● Named object pointing entries
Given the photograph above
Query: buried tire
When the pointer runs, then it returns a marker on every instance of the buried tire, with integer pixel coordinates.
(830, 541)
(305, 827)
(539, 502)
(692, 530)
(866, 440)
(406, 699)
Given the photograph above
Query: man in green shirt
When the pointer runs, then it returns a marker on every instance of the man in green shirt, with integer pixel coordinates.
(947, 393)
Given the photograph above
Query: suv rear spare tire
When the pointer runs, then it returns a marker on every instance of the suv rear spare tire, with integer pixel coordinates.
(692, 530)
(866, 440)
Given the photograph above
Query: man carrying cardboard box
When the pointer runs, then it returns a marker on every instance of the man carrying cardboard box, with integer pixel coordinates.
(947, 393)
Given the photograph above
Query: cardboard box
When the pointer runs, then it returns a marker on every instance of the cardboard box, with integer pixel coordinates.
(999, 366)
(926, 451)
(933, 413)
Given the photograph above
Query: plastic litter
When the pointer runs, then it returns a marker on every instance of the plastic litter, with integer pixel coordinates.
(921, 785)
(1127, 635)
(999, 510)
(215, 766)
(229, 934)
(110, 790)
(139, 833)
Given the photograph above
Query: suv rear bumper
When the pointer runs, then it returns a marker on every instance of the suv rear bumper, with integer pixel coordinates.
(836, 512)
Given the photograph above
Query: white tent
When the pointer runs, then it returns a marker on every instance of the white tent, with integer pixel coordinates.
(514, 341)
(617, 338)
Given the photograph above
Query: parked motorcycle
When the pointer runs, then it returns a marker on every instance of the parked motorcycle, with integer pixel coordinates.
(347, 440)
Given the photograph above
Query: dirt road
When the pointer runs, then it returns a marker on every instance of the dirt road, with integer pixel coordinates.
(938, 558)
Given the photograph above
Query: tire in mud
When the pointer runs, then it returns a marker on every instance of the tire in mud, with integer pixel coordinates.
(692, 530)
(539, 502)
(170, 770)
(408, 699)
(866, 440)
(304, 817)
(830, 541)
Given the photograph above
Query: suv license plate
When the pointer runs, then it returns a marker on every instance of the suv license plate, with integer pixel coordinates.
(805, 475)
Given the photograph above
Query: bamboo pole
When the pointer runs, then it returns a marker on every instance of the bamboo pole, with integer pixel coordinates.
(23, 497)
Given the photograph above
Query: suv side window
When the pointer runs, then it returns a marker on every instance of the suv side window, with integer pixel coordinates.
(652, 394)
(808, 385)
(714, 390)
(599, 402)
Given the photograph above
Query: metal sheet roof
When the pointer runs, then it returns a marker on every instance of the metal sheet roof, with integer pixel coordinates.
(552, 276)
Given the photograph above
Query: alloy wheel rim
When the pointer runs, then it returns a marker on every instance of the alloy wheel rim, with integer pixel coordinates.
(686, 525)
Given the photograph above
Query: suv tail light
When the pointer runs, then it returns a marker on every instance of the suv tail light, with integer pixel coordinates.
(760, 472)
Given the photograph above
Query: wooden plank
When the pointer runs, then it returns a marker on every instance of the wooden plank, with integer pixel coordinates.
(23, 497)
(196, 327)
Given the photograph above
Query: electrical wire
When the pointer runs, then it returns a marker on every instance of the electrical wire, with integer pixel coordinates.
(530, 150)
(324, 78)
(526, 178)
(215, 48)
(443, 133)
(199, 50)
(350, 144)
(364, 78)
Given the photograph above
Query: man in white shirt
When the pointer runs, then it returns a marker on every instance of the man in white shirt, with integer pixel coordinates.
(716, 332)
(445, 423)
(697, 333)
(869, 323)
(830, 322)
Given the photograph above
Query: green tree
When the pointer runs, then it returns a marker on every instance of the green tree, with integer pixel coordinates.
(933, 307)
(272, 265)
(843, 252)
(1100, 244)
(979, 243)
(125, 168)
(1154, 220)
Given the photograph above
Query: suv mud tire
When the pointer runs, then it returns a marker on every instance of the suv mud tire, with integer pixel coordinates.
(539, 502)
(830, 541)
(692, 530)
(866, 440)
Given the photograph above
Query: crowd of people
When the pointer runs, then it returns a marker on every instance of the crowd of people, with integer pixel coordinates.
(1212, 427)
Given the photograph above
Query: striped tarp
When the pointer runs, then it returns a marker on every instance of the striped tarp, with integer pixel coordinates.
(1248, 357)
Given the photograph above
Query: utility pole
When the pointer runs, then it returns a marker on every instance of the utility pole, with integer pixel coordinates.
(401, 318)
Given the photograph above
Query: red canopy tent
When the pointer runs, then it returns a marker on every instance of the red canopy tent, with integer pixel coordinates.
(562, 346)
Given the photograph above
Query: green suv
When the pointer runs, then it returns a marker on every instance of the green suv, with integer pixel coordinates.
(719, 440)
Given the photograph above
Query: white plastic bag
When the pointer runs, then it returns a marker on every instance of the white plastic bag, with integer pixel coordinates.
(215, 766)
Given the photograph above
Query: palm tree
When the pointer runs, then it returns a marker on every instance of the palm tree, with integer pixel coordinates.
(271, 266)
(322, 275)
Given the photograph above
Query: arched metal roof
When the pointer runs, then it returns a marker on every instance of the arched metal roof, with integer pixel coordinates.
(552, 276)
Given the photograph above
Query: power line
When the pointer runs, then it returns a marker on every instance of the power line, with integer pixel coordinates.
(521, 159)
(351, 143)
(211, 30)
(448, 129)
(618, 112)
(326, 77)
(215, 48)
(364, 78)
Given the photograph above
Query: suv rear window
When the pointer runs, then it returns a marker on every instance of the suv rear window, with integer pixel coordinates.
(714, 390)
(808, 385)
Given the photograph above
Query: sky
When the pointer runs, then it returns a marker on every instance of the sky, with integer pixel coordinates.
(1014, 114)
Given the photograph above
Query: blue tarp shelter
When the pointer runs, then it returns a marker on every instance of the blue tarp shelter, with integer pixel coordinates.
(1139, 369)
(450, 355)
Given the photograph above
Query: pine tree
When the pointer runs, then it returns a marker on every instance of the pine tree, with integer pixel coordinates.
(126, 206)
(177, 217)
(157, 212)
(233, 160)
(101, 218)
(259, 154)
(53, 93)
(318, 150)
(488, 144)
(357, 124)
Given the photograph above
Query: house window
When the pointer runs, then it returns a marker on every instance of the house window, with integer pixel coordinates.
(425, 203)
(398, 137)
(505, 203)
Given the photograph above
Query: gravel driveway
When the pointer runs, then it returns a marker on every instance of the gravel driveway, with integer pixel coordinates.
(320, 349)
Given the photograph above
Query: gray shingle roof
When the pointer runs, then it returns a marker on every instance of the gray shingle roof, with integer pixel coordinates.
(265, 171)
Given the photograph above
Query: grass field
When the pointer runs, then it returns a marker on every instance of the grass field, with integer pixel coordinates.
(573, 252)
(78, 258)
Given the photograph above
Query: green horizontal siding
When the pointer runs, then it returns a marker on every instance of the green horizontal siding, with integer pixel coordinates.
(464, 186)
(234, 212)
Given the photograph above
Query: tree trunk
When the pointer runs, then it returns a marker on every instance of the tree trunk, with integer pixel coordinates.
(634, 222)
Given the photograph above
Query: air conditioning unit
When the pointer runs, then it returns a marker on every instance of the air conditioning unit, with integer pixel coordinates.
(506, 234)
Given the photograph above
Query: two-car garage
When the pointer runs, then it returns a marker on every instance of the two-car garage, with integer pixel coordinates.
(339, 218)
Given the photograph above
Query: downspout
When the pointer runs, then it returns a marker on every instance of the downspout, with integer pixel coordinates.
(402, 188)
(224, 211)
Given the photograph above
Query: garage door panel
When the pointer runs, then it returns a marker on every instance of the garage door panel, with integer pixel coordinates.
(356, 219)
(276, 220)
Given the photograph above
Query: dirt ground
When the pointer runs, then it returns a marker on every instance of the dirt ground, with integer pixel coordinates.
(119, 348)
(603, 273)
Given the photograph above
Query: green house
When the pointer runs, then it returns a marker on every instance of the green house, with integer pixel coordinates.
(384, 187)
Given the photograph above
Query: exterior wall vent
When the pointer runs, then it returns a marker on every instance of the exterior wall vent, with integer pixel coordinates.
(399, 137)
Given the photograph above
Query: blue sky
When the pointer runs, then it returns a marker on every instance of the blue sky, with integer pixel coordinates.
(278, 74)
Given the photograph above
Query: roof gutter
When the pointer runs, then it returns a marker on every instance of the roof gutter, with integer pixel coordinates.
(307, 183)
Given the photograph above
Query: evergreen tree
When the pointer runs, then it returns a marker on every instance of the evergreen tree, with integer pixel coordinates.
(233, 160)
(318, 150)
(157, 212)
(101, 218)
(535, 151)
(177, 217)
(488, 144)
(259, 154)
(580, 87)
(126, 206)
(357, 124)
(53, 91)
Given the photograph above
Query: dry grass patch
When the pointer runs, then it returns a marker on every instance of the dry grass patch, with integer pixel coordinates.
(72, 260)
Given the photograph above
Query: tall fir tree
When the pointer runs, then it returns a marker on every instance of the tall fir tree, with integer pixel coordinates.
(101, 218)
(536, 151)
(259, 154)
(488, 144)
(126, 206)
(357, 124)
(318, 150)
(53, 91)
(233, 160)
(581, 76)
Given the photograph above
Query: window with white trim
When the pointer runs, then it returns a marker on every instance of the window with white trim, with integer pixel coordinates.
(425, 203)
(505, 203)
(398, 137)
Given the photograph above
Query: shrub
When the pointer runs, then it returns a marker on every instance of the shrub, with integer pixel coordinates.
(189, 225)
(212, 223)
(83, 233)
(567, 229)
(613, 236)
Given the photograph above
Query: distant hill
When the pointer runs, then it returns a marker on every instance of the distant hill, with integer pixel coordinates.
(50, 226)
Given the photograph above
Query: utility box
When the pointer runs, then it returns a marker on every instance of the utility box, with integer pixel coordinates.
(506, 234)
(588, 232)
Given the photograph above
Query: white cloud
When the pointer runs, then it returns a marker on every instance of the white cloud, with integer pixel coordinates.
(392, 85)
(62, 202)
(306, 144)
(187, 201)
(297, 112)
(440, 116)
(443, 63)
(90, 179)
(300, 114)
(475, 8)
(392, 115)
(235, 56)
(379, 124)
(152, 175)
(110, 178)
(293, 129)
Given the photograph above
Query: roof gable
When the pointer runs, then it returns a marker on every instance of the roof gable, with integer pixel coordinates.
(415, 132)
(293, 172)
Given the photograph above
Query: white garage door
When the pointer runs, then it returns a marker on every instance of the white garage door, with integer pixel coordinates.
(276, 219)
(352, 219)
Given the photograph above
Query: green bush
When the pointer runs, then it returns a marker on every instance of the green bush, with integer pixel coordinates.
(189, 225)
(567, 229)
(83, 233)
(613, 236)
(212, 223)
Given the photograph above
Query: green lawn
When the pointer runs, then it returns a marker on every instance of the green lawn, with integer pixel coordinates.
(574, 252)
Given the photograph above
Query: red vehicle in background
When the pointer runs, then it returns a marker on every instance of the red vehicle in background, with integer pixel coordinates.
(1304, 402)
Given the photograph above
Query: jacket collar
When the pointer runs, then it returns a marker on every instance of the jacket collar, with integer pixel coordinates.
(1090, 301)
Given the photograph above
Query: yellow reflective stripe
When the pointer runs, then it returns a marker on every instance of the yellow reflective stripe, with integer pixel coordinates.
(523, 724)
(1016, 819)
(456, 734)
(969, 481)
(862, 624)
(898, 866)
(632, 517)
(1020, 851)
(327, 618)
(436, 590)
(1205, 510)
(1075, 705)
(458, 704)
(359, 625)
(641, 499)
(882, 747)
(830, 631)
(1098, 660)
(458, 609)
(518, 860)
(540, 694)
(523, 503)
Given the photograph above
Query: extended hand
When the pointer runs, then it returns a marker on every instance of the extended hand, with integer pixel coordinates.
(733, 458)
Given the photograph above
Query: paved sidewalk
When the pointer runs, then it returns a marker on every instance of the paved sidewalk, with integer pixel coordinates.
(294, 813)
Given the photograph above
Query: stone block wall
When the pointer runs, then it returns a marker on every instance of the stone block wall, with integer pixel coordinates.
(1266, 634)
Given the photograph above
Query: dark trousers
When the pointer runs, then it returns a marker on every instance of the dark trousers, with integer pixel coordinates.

● Written task
Count the lines in the records that contain the string "hill", treating uppercase and lowercase as different, and give only that number.

● Response below
2